Make your reply a word-for-word repeat of the records.

§ Information given
════════════════════

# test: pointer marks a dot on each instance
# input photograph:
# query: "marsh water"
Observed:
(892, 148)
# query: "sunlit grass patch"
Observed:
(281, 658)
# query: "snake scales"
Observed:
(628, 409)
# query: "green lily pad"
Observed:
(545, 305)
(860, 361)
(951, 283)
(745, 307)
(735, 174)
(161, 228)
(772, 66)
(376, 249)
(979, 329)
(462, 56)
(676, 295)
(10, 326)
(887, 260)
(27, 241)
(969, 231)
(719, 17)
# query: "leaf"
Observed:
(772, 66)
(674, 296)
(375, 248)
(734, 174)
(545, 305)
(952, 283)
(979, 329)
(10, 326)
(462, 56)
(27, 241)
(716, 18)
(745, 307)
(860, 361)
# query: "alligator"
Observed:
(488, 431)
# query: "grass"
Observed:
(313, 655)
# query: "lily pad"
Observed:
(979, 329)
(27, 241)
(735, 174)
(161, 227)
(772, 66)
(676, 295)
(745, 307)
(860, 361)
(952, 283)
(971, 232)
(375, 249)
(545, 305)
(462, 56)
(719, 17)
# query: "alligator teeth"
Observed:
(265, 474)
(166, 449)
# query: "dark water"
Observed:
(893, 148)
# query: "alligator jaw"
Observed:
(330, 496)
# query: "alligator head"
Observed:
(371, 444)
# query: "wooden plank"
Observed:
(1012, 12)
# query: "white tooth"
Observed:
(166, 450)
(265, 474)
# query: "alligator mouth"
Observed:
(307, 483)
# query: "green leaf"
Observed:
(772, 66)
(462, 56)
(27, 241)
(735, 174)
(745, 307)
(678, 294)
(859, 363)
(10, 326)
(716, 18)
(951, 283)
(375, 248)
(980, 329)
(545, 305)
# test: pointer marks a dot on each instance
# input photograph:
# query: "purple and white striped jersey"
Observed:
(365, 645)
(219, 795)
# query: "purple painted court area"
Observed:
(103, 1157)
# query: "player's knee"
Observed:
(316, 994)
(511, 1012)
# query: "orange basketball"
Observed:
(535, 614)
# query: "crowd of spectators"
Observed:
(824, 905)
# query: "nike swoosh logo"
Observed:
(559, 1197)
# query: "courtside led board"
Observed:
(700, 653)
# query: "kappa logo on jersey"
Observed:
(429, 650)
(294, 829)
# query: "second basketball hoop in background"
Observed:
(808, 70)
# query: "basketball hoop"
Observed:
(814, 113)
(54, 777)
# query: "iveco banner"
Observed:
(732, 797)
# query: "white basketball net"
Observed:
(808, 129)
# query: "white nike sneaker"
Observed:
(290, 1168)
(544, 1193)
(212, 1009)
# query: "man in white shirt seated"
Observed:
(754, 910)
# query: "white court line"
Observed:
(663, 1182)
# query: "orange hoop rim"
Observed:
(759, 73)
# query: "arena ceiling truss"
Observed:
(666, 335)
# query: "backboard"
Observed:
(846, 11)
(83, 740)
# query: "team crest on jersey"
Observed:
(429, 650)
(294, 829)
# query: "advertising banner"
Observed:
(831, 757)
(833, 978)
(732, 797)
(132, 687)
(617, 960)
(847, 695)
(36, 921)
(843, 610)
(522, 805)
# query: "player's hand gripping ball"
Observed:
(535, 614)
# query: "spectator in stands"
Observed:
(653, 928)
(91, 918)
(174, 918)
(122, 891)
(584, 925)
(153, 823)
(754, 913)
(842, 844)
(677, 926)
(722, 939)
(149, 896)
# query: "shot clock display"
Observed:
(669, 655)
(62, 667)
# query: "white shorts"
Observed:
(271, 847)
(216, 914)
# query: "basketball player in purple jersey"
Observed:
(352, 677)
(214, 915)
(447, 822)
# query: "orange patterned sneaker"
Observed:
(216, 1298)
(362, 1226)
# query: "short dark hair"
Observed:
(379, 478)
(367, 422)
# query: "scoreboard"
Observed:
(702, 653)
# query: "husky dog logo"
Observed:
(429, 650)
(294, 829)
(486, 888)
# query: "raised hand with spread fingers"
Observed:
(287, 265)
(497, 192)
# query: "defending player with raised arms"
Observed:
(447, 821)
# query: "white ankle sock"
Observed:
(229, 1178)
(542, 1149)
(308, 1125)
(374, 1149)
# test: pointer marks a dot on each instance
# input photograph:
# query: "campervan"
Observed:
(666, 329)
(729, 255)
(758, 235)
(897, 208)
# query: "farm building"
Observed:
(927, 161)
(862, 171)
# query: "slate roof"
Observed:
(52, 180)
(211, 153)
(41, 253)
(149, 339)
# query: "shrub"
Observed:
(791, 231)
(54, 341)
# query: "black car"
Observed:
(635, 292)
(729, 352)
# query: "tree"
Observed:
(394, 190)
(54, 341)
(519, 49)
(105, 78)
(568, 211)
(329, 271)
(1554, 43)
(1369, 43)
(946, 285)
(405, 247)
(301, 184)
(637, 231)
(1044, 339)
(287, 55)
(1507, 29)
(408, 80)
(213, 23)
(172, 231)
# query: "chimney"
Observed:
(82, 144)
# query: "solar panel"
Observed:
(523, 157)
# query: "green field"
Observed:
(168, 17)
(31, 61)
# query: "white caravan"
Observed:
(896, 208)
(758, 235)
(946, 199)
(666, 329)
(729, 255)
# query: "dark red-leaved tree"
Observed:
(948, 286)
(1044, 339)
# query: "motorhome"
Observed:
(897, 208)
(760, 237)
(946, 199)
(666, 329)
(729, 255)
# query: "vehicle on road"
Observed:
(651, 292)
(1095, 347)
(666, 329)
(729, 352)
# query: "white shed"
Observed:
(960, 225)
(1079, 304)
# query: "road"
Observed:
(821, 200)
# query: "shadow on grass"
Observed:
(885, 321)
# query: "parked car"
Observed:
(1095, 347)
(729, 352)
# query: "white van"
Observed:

════════════════════

§ Answer box
# test: pointer marks a dot on each instance
# input photograph:
# query: "marsh water"
Observed:
(892, 148)
# query: "sunlit grass patch"
Observed:
(281, 658)
# query: "snake scales"
Observed:
(628, 409)
# query: "green lily pad"
Observed:
(545, 305)
(860, 361)
(951, 283)
(745, 307)
(735, 174)
(161, 228)
(772, 66)
(376, 249)
(979, 329)
(462, 56)
(676, 295)
(10, 326)
(887, 260)
(27, 241)
(969, 231)
(719, 17)
# query: "leaf"
Observed:
(772, 66)
(674, 296)
(375, 248)
(734, 174)
(545, 305)
(952, 283)
(979, 329)
(10, 326)
(462, 56)
(27, 241)
(716, 18)
(745, 307)
(860, 361)
# query: "alligator"
Observed:
(488, 431)
# query: "grass"
Observed:
(313, 655)
# query: "lily pad"
Observed:
(979, 329)
(27, 241)
(735, 174)
(161, 227)
(772, 66)
(676, 295)
(745, 307)
(860, 361)
(952, 283)
(971, 232)
(375, 249)
(545, 305)
(462, 56)
(719, 17)
# query: "alligator teeth"
Observed:
(265, 474)
(166, 449)
# query: "dark water"
Observed:
(893, 148)
# query: "alligator jaw"
Observed:
(330, 496)
# query: "alligator head"
Observed:
(371, 444)
# query: "wooden plank"
Observed:
(1012, 12)
# query: "white tooth"
Observed:
(166, 450)
(265, 474)
# query: "alligator mouth"
Observed:
(307, 483)
# query: "green leaf"
Observed:
(772, 66)
(462, 56)
(27, 241)
(735, 174)
(745, 307)
(678, 294)
(859, 363)
(10, 326)
(716, 18)
(951, 283)
(375, 248)
(980, 329)
(545, 305)
# test: pointer marks a dot on each instance
# input photograph:
# query: "purple and white striped jersey"
Observed:
(365, 645)
(219, 795)
# query: "purple painted court area"
Observed:
(103, 1157)
# query: "player's knee"
Observed:
(316, 994)
(511, 1012)
# query: "orange basketball"
Observed:
(535, 614)
# query: "crowd of spectators"
Observed:
(824, 905)
# query: "nike swoosh logo"
Observed:
(559, 1197)
# query: "courtside led board"
Observed:
(700, 653)
# query: "kappa logo on jersey"
Observed:
(429, 650)
(294, 829)
# query: "second basketball hoop in background"
Observed:
(808, 70)
# query: "basketball hoop"
Observed:
(814, 113)
(54, 777)
# query: "iveco banner"
Observed:
(732, 797)
# query: "white basketball net"
Observed:
(808, 129)
# query: "white nike sneaker"
Observed:
(290, 1168)
(544, 1193)
(212, 1009)
# query: "man in white shirt seated"
Observed:
(754, 910)
# query: "white court line"
Observed:
(663, 1182)
# query: "orange hoop rim"
Observed:
(759, 73)
# query: "arena ceiling truss"
Observed:
(666, 335)
# query: "backboard"
Observed:
(846, 11)
(83, 740)
# query: "team crest on jersey"
Observed:
(429, 650)
(294, 829)
# query: "advertising banner"
Observed:
(831, 757)
(833, 978)
(732, 797)
(132, 687)
(617, 960)
(847, 695)
(36, 921)
(843, 610)
(522, 805)
# query: "player's hand gripping ball"
Observed:
(535, 614)
# query: "spectator in stands"
Observed:
(653, 928)
(91, 918)
(174, 918)
(122, 891)
(584, 925)
(153, 823)
(754, 913)
(842, 844)
(677, 926)
(722, 939)
(149, 896)
# query: "shot clock display"
Observed:
(669, 655)
(62, 667)
# query: "white shorts"
Observed:
(271, 847)
(216, 914)
# query: "basketball player in purple jersey"
Observed:
(352, 677)
(214, 915)
(447, 822)
# query: "orange patterned sneaker"
Observed:
(216, 1298)
(362, 1226)
# query: "short dark hair"
Observed:
(379, 478)
(367, 422)
# query: "scoreboard"
Observed:
(702, 653)
# query: "husky dog logo"
Observed:
(429, 650)
(294, 829)
(486, 888)
# query: "raised hand with spread fingers"
Observed:
(287, 265)
(497, 192)
# query: "defending player with raised arms"
Observed:
(447, 821)
# query: "white ankle sock"
Observed:
(229, 1178)
(542, 1149)
(308, 1125)
(374, 1149)
# test: pointer marks a dot on each instance
# input photograph:
# query: "campervan"
Observed:
(666, 329)
(729, 255)
(758, 235)
(897, 208)
# query: "farm building"
Observed:
(927, 161)
(862, 171)
# query: "slate roof"
Observed:
(52, 180)
(211, 153)
(41, 253)
(149, 339)
# query: "shrub"
Observed:
(791, 231)
(54, 341)
# query: "black car"
Observed:
(635, 292)
(729, 352)
# query: "tree"
Observed:
(394, 190)
(54, 341)
(519, 49)
(105, 78)
(568, 211)
(329, 271)
(1554, 43)
(1369, 43)
(946, 285)
(405, 247)
(301, 184)
(637, 231)
(1044, 339)
(287, 55)
(1507, 29)
(408, 80)
(213, 23)
(172, 231)
# query: "chimney"
Observed:
(82, 144)
# query: "solar panel"
Observed:
(523, 157)
# query: "green field"
Observed:
(168, 17)
(31, 61)
# query: "white caravan"
Observed:
(896, 208)
(758, 235)
(946, 199)
(666, 329)
(729, 255)
# query: "dark red-leaved tree"
Observed:
(948, 286)
(1044, 339)
# query: "motorhome"
Observed:
(897, 208)
(760, 237)
(946, 199)
(666, 329)
(729, 255)
# query: "vehicle on road"
Observed:
(651, 292)
(1095, 347)
(666, 329)
(729, 352)
# query: "white shed"
Observed:
(960, 225)
(1079, 304)
# query: "road"
Observed:
(821, 200)
# query: "shadow on grass"
Observed:
(885, 321)
# query: "parked car"
Observed:
(1095, 347)
(729, 352)
# query: "white van"
Observed:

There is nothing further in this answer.